= Exercise task =
Take the line that contains "Annotation guideline: every instance of the overcast" as the first line and the last line of the material below as the final one; reproduce exactly the lines between, inclusive.

= Listed records =
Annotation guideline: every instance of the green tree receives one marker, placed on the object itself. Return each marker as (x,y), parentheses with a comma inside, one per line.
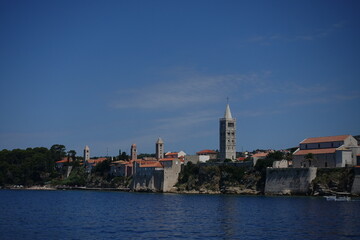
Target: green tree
(58,152)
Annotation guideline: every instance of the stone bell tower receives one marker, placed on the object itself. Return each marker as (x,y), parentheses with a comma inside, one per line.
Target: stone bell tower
(227,136)
(133,151)
(86,153)
(159,149)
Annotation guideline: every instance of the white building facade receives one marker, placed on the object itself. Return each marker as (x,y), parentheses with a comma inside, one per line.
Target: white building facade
(334,151)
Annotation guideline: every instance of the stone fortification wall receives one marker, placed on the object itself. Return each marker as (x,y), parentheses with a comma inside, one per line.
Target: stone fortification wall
(171,175)
(152,181)
(356,184)
(289,180)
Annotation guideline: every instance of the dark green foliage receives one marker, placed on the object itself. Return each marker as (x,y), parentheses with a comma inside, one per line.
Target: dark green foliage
(77,177)
(103,168)
(189,170)
(231,173)
(57,152)
(26,167)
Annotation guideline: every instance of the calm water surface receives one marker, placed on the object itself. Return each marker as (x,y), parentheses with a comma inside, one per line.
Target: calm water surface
(120,215)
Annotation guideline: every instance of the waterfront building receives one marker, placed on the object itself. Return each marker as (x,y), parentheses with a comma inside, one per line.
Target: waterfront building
(159,149)
(333,151)
(133,151)
(86,153)
(91,163)
(227,136)
(259,155)
(206,155)
(180,154)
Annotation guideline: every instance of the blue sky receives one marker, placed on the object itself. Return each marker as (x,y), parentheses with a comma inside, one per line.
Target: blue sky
(111,73)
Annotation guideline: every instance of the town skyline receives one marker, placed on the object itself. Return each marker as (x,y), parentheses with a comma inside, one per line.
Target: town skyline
(108,75)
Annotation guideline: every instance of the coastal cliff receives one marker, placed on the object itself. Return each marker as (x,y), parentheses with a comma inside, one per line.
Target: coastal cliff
(197,178)
(227,179)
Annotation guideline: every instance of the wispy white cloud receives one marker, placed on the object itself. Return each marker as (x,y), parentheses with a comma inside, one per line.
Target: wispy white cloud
(309,36)
(187,91)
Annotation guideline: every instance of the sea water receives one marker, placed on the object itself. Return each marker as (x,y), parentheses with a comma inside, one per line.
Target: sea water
(122,215)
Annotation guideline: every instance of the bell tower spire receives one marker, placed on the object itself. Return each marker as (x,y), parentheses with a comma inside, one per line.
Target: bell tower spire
(227,135)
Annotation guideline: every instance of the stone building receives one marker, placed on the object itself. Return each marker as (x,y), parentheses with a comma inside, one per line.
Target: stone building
(133,151)
(86,153)
(227,136)
(206,155)
(333,151)
(159,149)
(159,176)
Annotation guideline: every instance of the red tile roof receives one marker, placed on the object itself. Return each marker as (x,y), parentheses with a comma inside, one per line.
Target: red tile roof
(315,151)
(206,151)
(166,159)
(155,164)
(96,160)
(171,153)
(64,160)
(325,139)
(261,154)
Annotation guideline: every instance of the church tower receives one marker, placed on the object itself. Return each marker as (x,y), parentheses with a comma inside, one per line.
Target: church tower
(227,136)
(86,153)
(159,149)
(133,151)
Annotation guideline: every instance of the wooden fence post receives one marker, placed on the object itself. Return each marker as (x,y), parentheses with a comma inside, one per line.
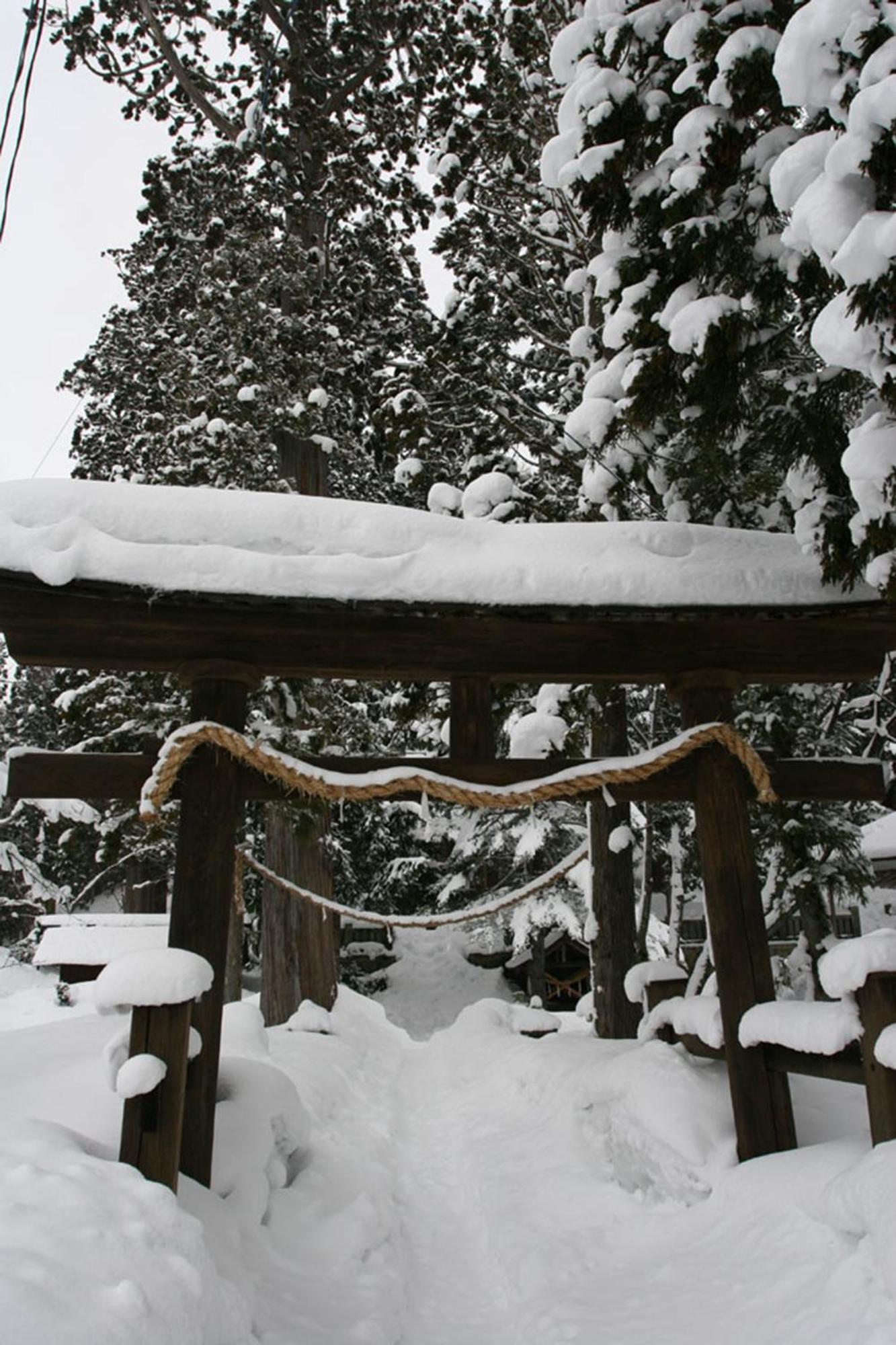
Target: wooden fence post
(760,1098)
(153,1124)
(877,1009)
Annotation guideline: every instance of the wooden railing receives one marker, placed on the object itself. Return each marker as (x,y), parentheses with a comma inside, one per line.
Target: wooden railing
(854,1065)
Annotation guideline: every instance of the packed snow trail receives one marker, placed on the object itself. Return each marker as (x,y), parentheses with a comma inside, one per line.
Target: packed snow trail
(487,1190)
(478,1188)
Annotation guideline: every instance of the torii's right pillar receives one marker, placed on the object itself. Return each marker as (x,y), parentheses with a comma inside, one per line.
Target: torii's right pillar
(760,1097)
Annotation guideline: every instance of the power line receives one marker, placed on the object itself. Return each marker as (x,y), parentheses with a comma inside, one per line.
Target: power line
(24,50)
(58,435)
(34,17)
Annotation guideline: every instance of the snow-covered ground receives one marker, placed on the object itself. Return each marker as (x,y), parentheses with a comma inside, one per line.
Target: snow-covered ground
(475,1188)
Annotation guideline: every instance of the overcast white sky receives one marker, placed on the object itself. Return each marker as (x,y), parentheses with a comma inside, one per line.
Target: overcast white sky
(76,193)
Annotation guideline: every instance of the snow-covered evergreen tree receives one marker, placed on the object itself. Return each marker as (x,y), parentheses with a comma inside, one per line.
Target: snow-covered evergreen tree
(836,68)
(702,392)
(701,389)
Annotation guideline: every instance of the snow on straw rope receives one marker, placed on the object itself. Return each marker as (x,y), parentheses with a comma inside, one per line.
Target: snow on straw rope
(423,922)
(337,786)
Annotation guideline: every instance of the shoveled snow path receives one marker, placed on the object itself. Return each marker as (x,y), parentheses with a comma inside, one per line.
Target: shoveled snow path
(485,1190)
(455,1288)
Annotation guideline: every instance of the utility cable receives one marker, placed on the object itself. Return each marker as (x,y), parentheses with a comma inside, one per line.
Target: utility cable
(30,24)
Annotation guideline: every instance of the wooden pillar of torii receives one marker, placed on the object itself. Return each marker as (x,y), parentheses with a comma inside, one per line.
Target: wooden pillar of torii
(760,1097)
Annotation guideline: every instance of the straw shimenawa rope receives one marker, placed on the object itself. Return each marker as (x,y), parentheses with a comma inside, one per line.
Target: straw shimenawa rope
(335,786)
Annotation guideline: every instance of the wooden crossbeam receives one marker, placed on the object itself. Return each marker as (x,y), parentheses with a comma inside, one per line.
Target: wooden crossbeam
(120,775)
(96,626)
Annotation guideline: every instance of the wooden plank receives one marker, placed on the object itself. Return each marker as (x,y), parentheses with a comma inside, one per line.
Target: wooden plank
(132,1112)
(473,730)
(97,626)
(318,929)
(877,1009)
(202,899)
(153,1125)
(280,917)
(845,1066)
(112,775)
(760,1098)
(612,884)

= Complete response =
Annotation guideline: every instance of the overcast white sky receives one marker, placed on the object itself. Return each marker as (x,y), parentheses with a comma inside, one per line.
Target: overcast white sky
(76,193)
Annotation guideline: every instance of the snow-covered evergreen tree receives one marker, placed on the object itself. Return each marker as (x,y), parentheses with a comma inside, one per line.
Target: snow-covered evergreen tree
(836,68)
(702,392)
(701,389)
Annotation guideline: every instance of the snow on straw rope receives one marker, placed on the object itself. Return each marker as (x,y), parentheses with a comma inside, one per line.
Target: snow on straw rope
(423,922)
(337,786)
Annotation guideline: every instance of the shoveled snow path receives one marker, placed on the object itself. Return each marker as (x,y), parentheses with a comma inside, one per line.
Target: shoveled snow path
(485,1190)
(455,1288)
Annotation guideline: every instance of the utility cable receives one marker, placed on the object itself. Return each marker as (x,y), parentheses with a comma inside, one per line.
Target: utility cable
(30,24)
Annotation guideline: every instance of the wooden pillar of torii receives one marker, placed on the object itself. Return each marker as (x,y), parentheses with a comma inside, one per line.
Target: wooden pillar of torii
(760,1097)
Annotation guideline: every instance of the straw shimenawa rope receives one marker, placed on the object itself. Return each marker as (x,y), parentheses with a comma inside, one per line.
Target: straw shimenawa rope
(335,786)
Annotation guideline: every instance of the wooden crossbeam receives one marker, placed on the object itself. Return each marker as (x,y), parentheses with a comma inside, one per line.
Target: wooden crossbeam
(120,775)
(96,626)
Annotation guideline: every instance of the wooden plank receives one marker, placed on the object itself. Return each marker as (x,y), parentheses with a comma inside, one per line.
Target: wooden plank
(132,1112)
(473,730)
(97,626)
(318,929)
(877,1009)
(202,899)
(153,1125)
(280,917)
(845,1066)
(112,775)
(760,1098)
(612,884)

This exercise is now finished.